» **HOW TO COMPLETE THIS TASK**
Both the line below containing "Target: white window frame" and the line containing "Target: carport", along with every line between them, should be repeated exactly; no other line belongs in the answer.

» **SUPPLIED INFORMATION**

::::::

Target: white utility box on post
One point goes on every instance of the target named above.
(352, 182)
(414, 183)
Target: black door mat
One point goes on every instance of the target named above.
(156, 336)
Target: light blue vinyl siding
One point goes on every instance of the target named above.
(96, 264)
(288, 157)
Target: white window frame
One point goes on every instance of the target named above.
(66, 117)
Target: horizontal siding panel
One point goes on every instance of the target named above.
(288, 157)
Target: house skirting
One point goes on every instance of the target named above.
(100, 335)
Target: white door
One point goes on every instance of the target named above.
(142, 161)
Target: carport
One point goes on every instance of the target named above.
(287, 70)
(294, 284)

::::::

» **REPLY**
Target: white window frame
One point goes on every instance of the target named above.
(66, 117)
Target: horizontal siding panel
One point goes on every instance of the target named above.
(288, 157)
Target: house skirting
One point goes on every instance of the target named above.
(100, 335)
Target: white door
One point goes on every instance of the target named above.
(142, 161)
Target: carport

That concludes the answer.